Reproduce the listing below line for line, without changing anything.
┄┄┄┄┄┄
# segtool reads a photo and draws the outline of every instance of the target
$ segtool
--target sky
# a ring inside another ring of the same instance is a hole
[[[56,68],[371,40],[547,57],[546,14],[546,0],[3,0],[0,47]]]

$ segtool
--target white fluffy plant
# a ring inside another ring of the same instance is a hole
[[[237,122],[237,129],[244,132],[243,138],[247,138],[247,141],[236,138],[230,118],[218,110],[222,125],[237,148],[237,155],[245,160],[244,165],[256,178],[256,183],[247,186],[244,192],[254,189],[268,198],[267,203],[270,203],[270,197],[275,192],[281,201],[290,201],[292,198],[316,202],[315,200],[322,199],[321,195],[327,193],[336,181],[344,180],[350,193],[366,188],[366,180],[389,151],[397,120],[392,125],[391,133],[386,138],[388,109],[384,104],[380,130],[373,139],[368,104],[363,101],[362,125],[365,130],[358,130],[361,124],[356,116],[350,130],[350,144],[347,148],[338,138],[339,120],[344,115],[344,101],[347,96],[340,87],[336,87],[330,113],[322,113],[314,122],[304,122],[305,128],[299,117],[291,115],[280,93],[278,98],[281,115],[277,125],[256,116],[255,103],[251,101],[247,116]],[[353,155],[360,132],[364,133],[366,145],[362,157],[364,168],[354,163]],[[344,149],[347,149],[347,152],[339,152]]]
┄┄┄┄┄┄
▶ [Result of the task]
# segtool reads a photo and draws the outline of every instance of the target
$ segtool
--target sky
# a ring inside another ring of the same instance is a hole
[[[56,68],[371,40],[547,57],[546,14],[546,0],[3,0],[0,47]]]

$ segtool
--target white fluffy plant
# a ring inside another ring of the same instance is a hole
[[[237,122],[237,129],[244,132],[243,138],[247,138],[247,141],[236,138],[230,118],[218,110],[222,125],[237,148],[237,155],[245,160],[244,165],[256,178],[256,183],[247,186],[244,192],[254,189],[268,198],[267,203],[270,203],[270,197],[275,192],[281,201],[290,201],[292,198],[316,202],[315,200],[322,199],[321,195],[327,193],[336,181],[344,180],[350,193],[366,188],[366,180],[389,151],[397,120],[392,125],[391,133],[386,138],[388,109],[384,104],[380,130],[373,139],[368,104],[363,101],[362,125],[365,130],[358,130],[361,124],[356,116],[350,130],[350,144],[347,148],[338,138],[339,120],[344,115],[344,101],[347,96],[340,87],[336,87],[330,113],[322,113],[314,122],[304,122],[305,128],[299,117],[291,115],[280,93],[278,98],[281,115],[277,125],[256,116],[255,103],[251,101],[247,116]],[[353,155],[360,132],[364,133],[366,145],[362,157],[364,168],[354,163]],[[344,149],[347,149],[347,152],[339,152]]]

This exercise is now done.